INSTRUCTIONS TO FOLLOW: Every line of the data below should be printed exactly. Nothing may be dropped.

INPUT MATERIAL:
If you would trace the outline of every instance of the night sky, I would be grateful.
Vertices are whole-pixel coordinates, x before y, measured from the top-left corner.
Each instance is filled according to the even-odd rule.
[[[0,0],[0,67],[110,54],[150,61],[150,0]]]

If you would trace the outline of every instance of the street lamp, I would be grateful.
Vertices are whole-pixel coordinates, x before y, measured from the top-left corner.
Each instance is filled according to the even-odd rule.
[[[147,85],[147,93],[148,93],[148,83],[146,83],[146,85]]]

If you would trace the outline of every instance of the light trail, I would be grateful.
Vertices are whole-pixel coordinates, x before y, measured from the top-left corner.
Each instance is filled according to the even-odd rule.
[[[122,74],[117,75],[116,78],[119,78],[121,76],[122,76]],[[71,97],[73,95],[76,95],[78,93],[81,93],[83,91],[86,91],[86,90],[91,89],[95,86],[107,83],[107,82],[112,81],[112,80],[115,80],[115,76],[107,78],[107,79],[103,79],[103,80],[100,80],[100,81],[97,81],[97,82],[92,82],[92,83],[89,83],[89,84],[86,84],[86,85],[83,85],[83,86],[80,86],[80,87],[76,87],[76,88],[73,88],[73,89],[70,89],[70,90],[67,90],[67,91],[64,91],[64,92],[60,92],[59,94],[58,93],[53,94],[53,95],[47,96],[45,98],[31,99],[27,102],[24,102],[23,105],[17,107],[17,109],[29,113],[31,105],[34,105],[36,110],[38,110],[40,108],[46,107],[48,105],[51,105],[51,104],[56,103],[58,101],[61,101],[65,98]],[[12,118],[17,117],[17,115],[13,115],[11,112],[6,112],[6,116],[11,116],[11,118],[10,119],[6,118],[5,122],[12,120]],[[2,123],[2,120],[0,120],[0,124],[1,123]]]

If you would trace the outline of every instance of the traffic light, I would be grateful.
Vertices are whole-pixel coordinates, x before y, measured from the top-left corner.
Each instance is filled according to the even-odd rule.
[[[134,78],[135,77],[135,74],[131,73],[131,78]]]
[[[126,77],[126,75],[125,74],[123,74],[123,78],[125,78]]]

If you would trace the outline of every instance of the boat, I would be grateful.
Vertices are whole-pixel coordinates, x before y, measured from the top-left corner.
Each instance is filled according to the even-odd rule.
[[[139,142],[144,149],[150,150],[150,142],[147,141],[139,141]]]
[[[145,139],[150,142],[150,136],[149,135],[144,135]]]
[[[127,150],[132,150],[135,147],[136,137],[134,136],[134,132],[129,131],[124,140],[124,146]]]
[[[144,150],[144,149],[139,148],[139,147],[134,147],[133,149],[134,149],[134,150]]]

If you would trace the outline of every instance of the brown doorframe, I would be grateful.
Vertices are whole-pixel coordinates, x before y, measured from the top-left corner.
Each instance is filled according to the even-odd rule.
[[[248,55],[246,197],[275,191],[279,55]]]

EXERCISE RESPONSE:
If you would trace the outline of every instance of the night sky, I would be grateful.
Vertices are whole-pixel coordinates, x before y, measured from the top-left corner.
Each instance is filled according to the even-odd rule.
[[[0,0],[0,67],[110,54],[150,61],[150,0]]]

If you would trace the outline of every instance of the street lamp, I would be grateful.
Vertices are whole-pixel coordinates, x before y, measured from the top-left corner.
Each instance is filled according to the even-odd rule.
[[[147,85],[147,93],[148,93],[148,83],[146,83],[146,85]]]

If you would trace the outline of every instance of the light trail, I would be grateful.
Vertices are whole-pixel coordinates, x before y, measured from the top-left corner.
Each instance is filled according to the even-odd rule.
[[[122,74],[117,75],[116,78],[119,78],[121,76],[122,76]],[[71,97],[73,95],[76,95],[78,93],[81,93],[83,91],[86,91],[86,90],[91,89],[95,86],[107,83],[107,82],[112,81],[112,80],[115,80],[115,76],[107,78],[107,79],[103,79],[103,80],[100,80],[100,81],[97,81],[97,82],[92,82],[92,83],[89,83],[89,84],[86,84],[86,85],[83,85],[83,86],[80,86],[80,87],[76,87],[76,88],[73,88],[73,89],[70,89],[70,90],[67,90],[67,91],[64,91],[64,92],[60,92],[59,94],[58,93],[53,94],[53,95],[47,96],[45,98],[31,99],[27,102],[24,102],[23,105],[17,107],[17,109],[29,113],[31,105],[34,105],[36,110],[38,110],[40,108],[46,107],[48,105],[51,105],[51,104],[56,103],[58,101],[61,101],[65,98]],[[12,118],[17,117],[17,115],[13,115],[11,112],[6,112],[6,116],[11,116],[11,118],[10,119],[6,118],[5,122],[12,120]],[[2,123],[2,120],[0,120],[0,124],[1,123]]]

If you would trace the outline of every instance of the traffic light, I would be grateful.
Vertices are whole-pixel coordinates, x before y, measured from the top-left corner.
Each instance is filled according to the even-odd rule.
[[[134,78],[135,77],[135,74],[131,73],[131,78]]]
[[[126,77],[126,75],[125,74],[123,74],[123,78],[125,78]]]

If you would trace the outline of every instance of the boat, I would be grateful.
Vertices are whole-pixel coordinates, x before y, measured from the top-left corner.
Each instance is filled according to the even-odd rule.
[[[139,142],[144,149],[150,150],[150,142],[147,141],[139,141]]]
[[[145,139],[150,142],[150,136],[149,135],[144,135]]]
[[[127,150],[132,150],[135,147],[136,137],[134,136],[134,132],[129,131],[124,140],[124,146]]]
[[[144,150],[144,149],[139,148],[139,147],[134,147],[133,149],[134,149],[134,150]]]

If you would trace the outline of every instance of the brown doorframe, I would be grateful.
Vertices are whole-pixel coordinates, x before y, measured from the top-left corner.
Each instance is filled according to the even-odd rule.
[[[248,55],[246,197],[275,191],[279,55]]]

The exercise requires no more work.